=== Extract to read ===

Introduction

The AI Gateway automatically retries transient errors from AI providers using configurable strategies, improving reliability without overwhelming providers with rapid successive requests.

Retries use smart failure detection with configurable maximum attempts, backoff timing, and are configurable either globally or per-router.

Why Use Retries

  • Improve reliability by automatically recovering from transient provider failures
  • Handle network issues by retrying requests that fail due to connectivity problems
  • Maintain user experience by transparently recovering from failures
  • Reduce manual intervention by automatically handling temporary service disruptions

Rate limit handling is automatic - when providers return 429 status codes, the AI Gateway automatically removes them from load balancing rotation. Retries are for handling other types of failures like 5xx errors or network issues.

Quick Start

1

Create your configuration

Create ai-gateway-config.yaml with basic retry configuration (3 retries with 50ms constant delay):

global:
  retries:
    strategy: "constant"
    delay: "50ms"
    max-retries: 3
2

Start the gateway

npx @helicone/ai-gateway@latest --config ai-gateway-config.yaml
3

Test retries

Send a request to a provider that might have transient failures. The gateway will automatically retry 5xx errors and network issues:

curl -X POST http://localhost:8080/ai/chat/completions \
  -H "Content-Type: application/json" \
  -d '{
    "model": "openai/gpt-4o-mini",
    "messages": [{"role": "user", "content": "Hello!"}]
  }'

✅ If the provider returns a 5xx error or network issue, the gateway will automatically retry up to 3 times with 50ms delays!

For complete configuration options and syntax, see the Configuration Reference.

=== Data extracts ===

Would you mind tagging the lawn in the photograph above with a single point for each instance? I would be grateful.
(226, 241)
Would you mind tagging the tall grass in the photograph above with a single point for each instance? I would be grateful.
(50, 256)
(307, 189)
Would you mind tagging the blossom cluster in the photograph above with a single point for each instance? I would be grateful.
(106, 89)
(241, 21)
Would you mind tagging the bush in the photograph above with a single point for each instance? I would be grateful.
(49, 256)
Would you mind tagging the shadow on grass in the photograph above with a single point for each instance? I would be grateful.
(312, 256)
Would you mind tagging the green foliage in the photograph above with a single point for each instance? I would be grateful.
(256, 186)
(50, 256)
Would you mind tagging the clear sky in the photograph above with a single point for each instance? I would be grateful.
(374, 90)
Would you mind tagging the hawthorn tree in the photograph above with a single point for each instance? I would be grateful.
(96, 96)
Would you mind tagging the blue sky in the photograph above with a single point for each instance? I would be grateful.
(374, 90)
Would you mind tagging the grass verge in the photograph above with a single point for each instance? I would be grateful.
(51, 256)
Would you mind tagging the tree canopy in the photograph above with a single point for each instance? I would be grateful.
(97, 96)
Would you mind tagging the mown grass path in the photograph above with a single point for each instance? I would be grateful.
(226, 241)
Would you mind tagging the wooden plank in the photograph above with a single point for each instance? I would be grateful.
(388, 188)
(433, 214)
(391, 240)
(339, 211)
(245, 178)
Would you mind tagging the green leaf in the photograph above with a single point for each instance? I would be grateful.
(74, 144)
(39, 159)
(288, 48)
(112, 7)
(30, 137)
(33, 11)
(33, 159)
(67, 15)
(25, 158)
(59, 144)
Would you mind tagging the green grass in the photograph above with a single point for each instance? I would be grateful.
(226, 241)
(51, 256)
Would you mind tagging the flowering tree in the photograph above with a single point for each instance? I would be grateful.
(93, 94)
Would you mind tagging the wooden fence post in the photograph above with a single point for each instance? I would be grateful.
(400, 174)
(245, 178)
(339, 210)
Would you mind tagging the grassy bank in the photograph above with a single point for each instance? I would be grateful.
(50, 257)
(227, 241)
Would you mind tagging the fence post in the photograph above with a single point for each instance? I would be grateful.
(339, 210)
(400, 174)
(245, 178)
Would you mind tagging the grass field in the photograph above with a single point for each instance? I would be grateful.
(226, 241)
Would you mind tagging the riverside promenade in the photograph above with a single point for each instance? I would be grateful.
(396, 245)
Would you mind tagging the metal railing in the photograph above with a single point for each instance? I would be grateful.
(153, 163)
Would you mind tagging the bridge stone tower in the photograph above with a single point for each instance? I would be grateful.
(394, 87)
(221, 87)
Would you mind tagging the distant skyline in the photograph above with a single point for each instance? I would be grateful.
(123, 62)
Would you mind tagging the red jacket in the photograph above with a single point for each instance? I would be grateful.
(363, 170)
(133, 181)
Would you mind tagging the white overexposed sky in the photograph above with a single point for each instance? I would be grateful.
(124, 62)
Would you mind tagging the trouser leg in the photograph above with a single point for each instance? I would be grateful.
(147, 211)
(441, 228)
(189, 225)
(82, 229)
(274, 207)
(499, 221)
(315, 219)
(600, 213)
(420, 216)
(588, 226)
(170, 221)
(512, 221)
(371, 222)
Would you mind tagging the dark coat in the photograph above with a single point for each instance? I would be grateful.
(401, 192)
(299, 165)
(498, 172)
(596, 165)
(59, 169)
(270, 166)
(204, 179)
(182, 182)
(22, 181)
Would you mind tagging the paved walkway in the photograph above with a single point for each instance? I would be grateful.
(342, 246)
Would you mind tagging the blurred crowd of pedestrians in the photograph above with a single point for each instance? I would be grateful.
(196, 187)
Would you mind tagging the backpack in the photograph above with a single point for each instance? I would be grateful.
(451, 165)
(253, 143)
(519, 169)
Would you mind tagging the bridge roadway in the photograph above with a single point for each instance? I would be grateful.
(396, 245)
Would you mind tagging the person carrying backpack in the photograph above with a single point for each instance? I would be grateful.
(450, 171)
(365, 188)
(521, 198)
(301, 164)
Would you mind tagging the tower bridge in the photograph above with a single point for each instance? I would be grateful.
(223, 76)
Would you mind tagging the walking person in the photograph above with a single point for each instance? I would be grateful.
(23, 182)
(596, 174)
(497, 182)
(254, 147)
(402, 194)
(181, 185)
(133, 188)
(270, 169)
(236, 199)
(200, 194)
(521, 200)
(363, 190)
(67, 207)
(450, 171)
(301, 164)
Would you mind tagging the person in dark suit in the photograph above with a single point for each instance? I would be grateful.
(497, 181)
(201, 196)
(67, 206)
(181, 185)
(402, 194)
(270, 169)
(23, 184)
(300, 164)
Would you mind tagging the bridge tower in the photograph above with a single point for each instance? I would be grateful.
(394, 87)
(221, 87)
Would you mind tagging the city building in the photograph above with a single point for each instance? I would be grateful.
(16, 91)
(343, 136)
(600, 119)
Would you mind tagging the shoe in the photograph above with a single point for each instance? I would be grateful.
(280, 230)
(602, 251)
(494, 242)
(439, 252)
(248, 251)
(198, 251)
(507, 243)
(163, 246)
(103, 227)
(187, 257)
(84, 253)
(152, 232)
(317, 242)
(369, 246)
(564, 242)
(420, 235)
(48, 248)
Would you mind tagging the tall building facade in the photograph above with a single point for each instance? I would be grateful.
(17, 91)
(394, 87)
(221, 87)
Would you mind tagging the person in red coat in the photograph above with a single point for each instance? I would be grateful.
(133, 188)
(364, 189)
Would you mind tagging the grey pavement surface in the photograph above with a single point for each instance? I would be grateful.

===

Check your understanding —
A: In the AI Gateway retries page, rewrite the paragraph beginning "Rate limit handling is automatic" as a short list that keeps its main facts.
B: Carry on the AI Gateway retries page from its last sentence.

Set of answers —
A:
- When a provider returns a 429 status code, the AI Gateway automatically removes it from load balancing rotation.
- Retries cover other kinds of failures, such as 5xx errors or network issues.

B:
Use Cases

Use case: Production API that needs high reliability and can tolerate slightly higher latency for better success rates.

global:
  retries:
    strategy: "constant"
    delay: "50ms"
    max-retries: 3

Total retry time: Up to 7 seconds

How Retries Work

The AI Gateway automatically retries failed requests using the configured strategy with smart failure detection.

1

Request Fails

Request fails with a retryable error (5xx server error or network issue)

2

Wait Period

AI Gateway waits for the calculated backoff period based on the configured strategy

3

Retry Request

Request is retried with the same parameters to the same provider

4

Repeat or Return

Process repeats until success or max retries reached

Retry Strategies

Constant Strategy

Fixed delay between retry attempts with jitter to prevent thundering herd.

retries:
  strategy: "constant"
  delay: "50ms"
  max-retries: 3

Timing: 50ms → 100ms → 150ms → fail

Exponential Strategy

Exponentially increasing delays with jitter and configurable bounds.

retries:
  strategy: "exponential"
  min-delay: "200ms"
  max-delay: "60s"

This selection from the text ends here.